◆ TEXTO DE LEITURA:
============
Pronto, a questão dos acervos, museus, espaços de ciência pelos quais tanto lutamos ganhou relevância no país e no mundo. A custa do que? de que? das nossas almas...
Hoje fiquei vendo as repercussões do incêndio que destruiu o Museu Nacional.... tem muito tempo que muita gente diz do perigo disso acontecer.... acontecer onde aconteceu e acontecer em centenas de outros lugares pelo país.
Uma comoção nacional ver as imagens do fogo, de repente muita gente entendeu que o Museu existia, o que era ele.
Mas ai comecei a ver a partidarização imbecil que nos domina discutir de quem é a culpa do incêndio. Vou resolver essa parte de uma vez: é nossa.
Vi coxas acusando o PT, vi bolsominions perguntando pra que museu e dizendo que tudo é culpa do PT, vi petistas dizendo que tudo é culpa dos tucanos, do golpe e claro... do PSOL...
Enfim, em um momento tão doloroso pra todxs nós que passamos a vida com a História, o patrimônio cultural, a memória, a ciência e a produção do conhecimento, ficamos a mercê da imbecilidade que domina o país com as explicações medíocres e toscas dos últimos tempos.
Sim todos temos culpas nessa área, todos nós.
A "terceirização" dessa área começou com 
a Lei Rouanet em 1991 no governo Collor, que vingou nos governos FHC. Desde então tudo é Lei Rouanet, acabou a gestão publica da cultura no país e tudo virou Lei Rouanet. 
Hoje o sinistro da Cultura deu uma coletiva dizendo que a Lei Rouanet estava disponível e perguntou porque a UFRJ não a usou....
Nós que ja fomos gestorxs de espaços culturais sabemos muito bem o que virou a politica cultural no país... virou uma política de editais, uma política onde lugares da importância do Museu Nacional tem que fazer projetos pra concorrer com shows, eventos, viagens, festivais, e sei la mais o que.
============
◆ ENTRADAS FORNECIDAS:
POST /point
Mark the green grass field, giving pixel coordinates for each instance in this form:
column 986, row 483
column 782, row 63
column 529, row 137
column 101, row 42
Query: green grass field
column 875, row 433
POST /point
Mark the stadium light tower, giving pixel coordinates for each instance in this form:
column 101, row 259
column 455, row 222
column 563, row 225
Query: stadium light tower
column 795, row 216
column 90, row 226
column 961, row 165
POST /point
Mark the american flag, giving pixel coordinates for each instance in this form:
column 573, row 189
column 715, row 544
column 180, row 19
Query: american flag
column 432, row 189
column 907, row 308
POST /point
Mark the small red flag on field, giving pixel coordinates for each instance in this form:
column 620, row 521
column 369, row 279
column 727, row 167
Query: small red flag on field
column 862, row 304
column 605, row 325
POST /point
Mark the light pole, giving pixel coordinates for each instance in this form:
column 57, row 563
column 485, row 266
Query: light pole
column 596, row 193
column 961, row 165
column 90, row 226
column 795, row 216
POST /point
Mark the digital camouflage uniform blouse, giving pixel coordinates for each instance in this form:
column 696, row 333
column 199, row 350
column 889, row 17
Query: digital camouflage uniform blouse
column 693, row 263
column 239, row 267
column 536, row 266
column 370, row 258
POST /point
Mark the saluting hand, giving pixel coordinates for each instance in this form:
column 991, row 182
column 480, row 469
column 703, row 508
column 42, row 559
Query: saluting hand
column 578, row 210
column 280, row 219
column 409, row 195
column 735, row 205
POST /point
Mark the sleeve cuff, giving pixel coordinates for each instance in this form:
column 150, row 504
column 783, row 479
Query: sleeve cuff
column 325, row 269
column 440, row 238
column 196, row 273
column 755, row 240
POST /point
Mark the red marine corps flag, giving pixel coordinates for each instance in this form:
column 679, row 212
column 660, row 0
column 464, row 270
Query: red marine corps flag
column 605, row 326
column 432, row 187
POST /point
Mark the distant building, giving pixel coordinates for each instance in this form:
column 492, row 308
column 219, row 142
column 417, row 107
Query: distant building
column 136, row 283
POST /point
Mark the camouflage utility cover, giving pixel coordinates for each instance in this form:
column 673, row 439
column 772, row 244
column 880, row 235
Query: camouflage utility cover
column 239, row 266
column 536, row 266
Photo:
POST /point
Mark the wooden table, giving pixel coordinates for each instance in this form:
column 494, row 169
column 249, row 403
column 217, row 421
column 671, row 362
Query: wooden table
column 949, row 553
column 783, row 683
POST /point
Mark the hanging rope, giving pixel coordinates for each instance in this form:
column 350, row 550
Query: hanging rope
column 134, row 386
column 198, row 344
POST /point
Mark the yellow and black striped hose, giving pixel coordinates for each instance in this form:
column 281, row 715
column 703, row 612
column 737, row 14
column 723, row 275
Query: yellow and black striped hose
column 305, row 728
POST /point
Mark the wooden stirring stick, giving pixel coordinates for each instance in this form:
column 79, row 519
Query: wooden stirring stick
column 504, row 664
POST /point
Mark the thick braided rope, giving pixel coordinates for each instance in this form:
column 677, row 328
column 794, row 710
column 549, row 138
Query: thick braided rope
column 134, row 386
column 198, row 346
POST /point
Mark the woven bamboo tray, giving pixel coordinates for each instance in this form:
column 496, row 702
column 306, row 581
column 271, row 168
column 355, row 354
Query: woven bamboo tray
============
◆ O QUE FAZER: Transcreva literalmente a passagem do texto sobre o incêndio do Museu Nacional entre "Vi coxas acusando" e "virou Lei Rouanet.", incluindo esses dois trechos.

◆ RESULTADO FINAL:
Vi coxas acusando o PT, vi bolsominions perguntando pra que museu e dizendo que tudo é culpa do PT, vi petistas dizendo que tudo é culpa dos tucanos, do golpe e claro... do PSOL...
Enfim, em um momento tão doloroso pra todxs nós que passamos a vida com a História, o patrimônio cultural, a memória, a ciência e a produção do conhecimento, ficamos a mercê da imbecilidade que domina o país com as explicações medíocres e toscas dos últimos tempos.
Sim todos temos culpas nessa área, todos nós.
A "terceirização" dessa área começou com 
a Lei Rouanet em 1991 no governo Collor, que vingou nos governos FHC. Desde então tudo é Lei Rouanet, acabou a gestão publica da cultura no país e tudo virou Lei Rouanet.